Aim of the exercise:
Among the entries below, extract exactly the lines that run from the one with "in [389, 94]." through the one with "in [589, 105].", both ends included.

# # # #

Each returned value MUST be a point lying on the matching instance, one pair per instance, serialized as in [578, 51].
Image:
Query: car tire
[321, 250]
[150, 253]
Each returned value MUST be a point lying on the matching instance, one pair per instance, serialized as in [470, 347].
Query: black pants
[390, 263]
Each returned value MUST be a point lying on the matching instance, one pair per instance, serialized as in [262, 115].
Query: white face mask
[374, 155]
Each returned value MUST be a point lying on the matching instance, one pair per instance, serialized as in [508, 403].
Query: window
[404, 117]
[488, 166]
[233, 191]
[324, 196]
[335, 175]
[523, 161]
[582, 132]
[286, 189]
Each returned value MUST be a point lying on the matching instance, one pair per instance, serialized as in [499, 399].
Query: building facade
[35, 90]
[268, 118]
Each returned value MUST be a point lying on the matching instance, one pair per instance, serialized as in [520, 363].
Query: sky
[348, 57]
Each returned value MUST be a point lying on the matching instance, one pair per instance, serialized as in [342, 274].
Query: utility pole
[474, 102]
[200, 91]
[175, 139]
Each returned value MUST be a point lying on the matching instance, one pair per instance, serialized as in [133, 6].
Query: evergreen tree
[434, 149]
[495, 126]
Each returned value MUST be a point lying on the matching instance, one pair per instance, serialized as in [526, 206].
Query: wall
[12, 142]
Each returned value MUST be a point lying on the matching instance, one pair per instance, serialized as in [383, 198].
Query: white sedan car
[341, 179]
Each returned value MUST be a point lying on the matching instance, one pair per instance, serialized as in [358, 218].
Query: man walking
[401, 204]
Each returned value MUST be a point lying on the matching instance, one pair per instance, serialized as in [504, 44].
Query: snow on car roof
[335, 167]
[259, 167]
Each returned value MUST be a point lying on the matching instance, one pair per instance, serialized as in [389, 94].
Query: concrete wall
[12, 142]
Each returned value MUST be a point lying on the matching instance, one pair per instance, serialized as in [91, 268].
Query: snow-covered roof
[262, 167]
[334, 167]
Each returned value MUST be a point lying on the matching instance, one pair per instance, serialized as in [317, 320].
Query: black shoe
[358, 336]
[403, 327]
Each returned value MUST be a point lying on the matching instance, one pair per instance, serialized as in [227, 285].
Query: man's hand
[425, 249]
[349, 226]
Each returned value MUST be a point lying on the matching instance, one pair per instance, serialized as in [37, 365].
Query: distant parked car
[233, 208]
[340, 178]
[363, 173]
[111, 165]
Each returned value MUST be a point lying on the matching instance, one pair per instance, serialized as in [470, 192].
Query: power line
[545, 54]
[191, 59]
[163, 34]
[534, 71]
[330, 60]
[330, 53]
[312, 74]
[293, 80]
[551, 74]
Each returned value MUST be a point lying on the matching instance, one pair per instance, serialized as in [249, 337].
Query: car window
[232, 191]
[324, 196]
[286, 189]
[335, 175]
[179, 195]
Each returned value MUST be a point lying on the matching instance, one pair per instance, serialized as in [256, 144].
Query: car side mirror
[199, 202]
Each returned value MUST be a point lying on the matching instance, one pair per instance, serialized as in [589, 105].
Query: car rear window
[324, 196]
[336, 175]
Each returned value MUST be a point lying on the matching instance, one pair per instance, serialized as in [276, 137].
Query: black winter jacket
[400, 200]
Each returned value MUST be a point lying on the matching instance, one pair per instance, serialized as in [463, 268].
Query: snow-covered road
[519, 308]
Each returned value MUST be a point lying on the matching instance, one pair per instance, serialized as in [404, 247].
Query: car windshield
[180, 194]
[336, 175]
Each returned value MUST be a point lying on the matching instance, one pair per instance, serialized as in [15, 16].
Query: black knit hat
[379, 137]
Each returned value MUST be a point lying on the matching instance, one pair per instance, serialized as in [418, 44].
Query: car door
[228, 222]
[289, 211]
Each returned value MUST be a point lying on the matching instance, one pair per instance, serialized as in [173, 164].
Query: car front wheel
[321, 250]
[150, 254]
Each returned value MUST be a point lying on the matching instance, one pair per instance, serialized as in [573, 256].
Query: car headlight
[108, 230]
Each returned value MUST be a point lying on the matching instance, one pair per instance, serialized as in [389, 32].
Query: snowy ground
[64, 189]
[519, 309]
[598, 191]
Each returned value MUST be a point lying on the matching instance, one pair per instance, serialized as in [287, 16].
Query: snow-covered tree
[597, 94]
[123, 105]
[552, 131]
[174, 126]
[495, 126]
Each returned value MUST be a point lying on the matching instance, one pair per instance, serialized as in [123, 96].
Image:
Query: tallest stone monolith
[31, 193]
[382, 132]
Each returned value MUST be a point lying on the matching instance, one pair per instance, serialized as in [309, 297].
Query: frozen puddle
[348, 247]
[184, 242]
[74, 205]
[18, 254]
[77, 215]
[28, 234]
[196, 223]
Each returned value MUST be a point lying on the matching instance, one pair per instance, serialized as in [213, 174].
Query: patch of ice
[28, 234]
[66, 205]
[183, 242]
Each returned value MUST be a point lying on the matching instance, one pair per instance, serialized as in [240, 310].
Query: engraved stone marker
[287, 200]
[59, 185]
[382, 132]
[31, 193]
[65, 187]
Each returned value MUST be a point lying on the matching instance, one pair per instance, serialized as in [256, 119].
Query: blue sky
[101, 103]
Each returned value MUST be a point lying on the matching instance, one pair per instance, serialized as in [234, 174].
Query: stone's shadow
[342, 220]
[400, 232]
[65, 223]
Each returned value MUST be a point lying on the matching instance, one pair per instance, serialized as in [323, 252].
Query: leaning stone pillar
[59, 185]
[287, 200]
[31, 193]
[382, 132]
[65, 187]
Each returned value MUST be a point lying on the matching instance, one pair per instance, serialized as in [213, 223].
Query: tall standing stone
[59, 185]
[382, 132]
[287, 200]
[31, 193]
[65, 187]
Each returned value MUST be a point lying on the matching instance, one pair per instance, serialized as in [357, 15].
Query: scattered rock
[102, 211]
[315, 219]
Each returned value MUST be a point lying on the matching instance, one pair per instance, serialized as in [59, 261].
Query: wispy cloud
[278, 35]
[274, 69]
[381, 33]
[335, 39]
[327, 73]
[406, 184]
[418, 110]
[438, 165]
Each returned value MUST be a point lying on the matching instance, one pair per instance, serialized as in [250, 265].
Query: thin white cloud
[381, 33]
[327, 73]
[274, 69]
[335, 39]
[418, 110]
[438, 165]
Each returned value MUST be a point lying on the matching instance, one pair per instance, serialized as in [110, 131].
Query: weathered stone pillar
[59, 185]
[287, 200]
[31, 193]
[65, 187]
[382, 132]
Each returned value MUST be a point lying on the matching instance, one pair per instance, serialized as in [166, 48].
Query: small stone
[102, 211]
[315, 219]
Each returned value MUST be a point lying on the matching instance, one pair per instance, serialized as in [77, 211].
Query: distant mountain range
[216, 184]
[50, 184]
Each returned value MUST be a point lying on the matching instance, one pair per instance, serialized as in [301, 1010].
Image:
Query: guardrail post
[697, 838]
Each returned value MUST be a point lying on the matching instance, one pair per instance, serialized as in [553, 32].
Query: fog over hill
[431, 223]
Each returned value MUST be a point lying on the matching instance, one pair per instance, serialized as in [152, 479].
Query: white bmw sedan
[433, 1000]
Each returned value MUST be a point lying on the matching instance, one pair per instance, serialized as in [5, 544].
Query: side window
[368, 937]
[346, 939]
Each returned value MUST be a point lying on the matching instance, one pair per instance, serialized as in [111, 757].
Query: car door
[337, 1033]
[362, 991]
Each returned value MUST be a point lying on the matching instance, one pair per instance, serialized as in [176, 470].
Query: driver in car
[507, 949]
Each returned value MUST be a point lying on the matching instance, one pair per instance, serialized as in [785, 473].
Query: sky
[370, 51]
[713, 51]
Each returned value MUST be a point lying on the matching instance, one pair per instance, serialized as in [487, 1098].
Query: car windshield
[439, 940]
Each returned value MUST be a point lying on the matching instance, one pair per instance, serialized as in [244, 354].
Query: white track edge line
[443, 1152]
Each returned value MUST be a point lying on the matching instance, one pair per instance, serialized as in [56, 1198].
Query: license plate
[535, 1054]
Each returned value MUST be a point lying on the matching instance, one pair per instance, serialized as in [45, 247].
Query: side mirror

# # # #

Solution:
Each returned value MUST be a point lying on the matching instance, one pair per instance, serialized as in [389, 94].
Query: concrete wall
[12, 142]
Each returned value MUST be a point lying on the matching instance, one pair per instance, serialized as in [91, 268].
Query: snow-covered roof
[262, 167]
[334, 167]
Each returned value MUST be a point lying on the matching instance, one pair per instance, serialized as in [317, 320].
Query: black shoe
[358, 336]
[403, 327]
Each returned value MUST be a point lying on the matching instance, one pair per instance, serialized as in [227, 285].
Query: man's hand
[425, 249]
[349, 226]
Each returned value MUST be a point lying on the matching instance, one pair per instance, serialized as in [37, 365].
Query: distant parked car
[233, 208]
[340, 178]
[363, 173]
[111, 165]
Each returned value MUST be a point lying on the matching instance, one pair per instance, serialized as in [470, 192].
Query: power line
[545, 54]
[191, 59]
[163, 34]
[534, 71]
[330, 60]
[330, 53]
[312, 74]
[293, 80]
[551, 74]
Each returned value MUST be a point lying on the matching instance, one pair per instance, serialized as in [249, 337].
Query: car window
[232, 191]
[324, 196]
[286, 189]
[335, 175]
[179, 195]
Each returned value MUST be a point lying on the matching instance, one pair per instance, serialized as in [256, 144].
Query: car side mirror
[199, 202]
Each returned value MUST be a point lying on the matching instance, one pair per instance, serialized as in [589, 105].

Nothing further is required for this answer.